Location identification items
★ ★ ★ ★
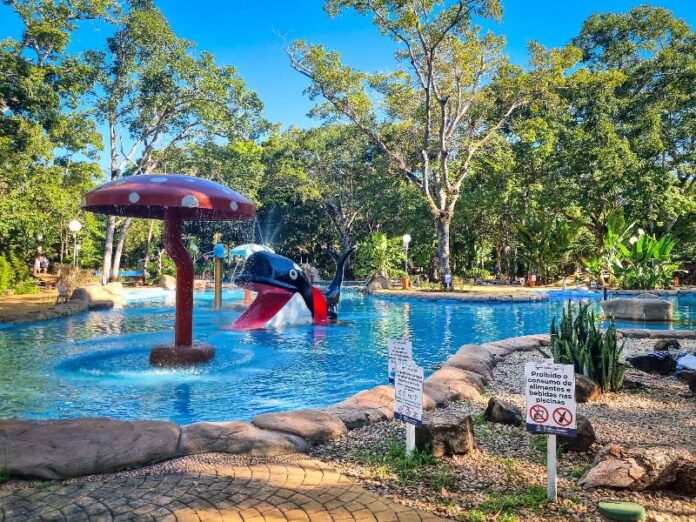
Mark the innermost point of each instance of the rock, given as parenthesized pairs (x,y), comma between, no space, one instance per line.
(622,511)
(586,389)
(689,377)
(645,467)
(502,412)
(446,433)
(378,282)
(584,438)
(56,449)
(98,296)
(451,384)
(379,397)
(101,304)
(643,310)
(662,363)
(312,425)
(167,282)
(479,352)
(471,363)
(663,345)
(647,295)
(240,438)
(355,418)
★ ★ ★ ★
What you will do
Add -61 to each x and y coordinate in the answers as you rewrite every line of the data above, keeping all other text as it is. Leave out the pictures.

Output of the exercise
Mark the innermost point of each instance of the rock, given as parenthesized pairs (x,y), comma between, no space, one instance per line.
(561,450)
(525,328)
(628,316)
(584,406)
(441,351)
(385,372)
(317,221)
(523,377)
(-5,388)
(37,235)
(390,323)
(318,336)
(40,243)
(582,249)
(601,302)
(251,364)
(106,221)
(418,291)
(410,302)
(602,284)
(586,234)
(179,377)
(294,357)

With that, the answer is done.